Фрагмент текста:
Базель, 14 мая 2005 года.
Жан—Поль Сартр: слепой свидетель антропософии
Опубликовано в базельском ежемесячнике «Der Europaer», Jg. 9, Nr. 8 за июнь 2005 года. Прочитанная позднее на эту же тему лекция в парижской ветви Albert le Grand французского Антропософского общества опубликована в журнале «L'Esprit du temps», 57/2006
1.
Одной из особенностей созданной Рудольфом Штейнером духовной науки является то, что она в гораздо меньшей степени (и даже в порядке исключения) усваивается с помощью традиционно–духоведческих средств, чем средств, асимметричных ей или даже на внешний взгляд неадекватных. Совсем не легко найти путь к антропософии, если читать штейнеровскую «Теософию» после, скажем, «Тайной доктрины» Блаватской. Напротив, было бы недоразумением не увидеть в «Теософии» имманентное продолжение и завершение «Антропогении» Эрнста Геккеля. Беря другой пример: с миром духовной науки Штейнера осваиваются надежнее через нигилиста Штирнера, чем через идеалиста Гегеля. От Гегеля можно скорее достать до Плотина, Платона или даже до–сократиков, чем до антропософии. Здесь открываются перспективы, неожиданность которых объясняется тем, что они возникают не из традиции, а из спонтанностей понимания и присутствия духа.
2.

Выдержки из данных:
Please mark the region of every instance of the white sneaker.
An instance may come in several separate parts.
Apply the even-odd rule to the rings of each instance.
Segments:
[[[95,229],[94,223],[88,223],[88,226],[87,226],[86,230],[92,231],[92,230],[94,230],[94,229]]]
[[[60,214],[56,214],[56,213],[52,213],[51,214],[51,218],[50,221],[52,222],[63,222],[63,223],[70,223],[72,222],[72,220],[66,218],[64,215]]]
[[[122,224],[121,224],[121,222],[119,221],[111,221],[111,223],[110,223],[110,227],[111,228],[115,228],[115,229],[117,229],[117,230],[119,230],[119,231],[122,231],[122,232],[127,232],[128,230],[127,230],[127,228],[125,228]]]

Задание:
Ответьте, пожалуйста, по отрывку о Сартре и антропософии на три вопроса:
(a) В каком ежемесячнике и за какой месяц и год опубликован отрывок?
(b) Продолжением и завершением какого труда названа штейнеровская «Теософия»?
(c) Через кого, по отрывку, надежнее осваиваются с миром духовной науки Штейнера?
Записи никак не связаны с отрывком.

Ответ к заданию:
(a) В базельском ежемесячнике «Der Europaer», за июнь 2005 года.
(b) «Антропогении» Эрнста Геккеля.
(c) Через нигилиста Штирнера.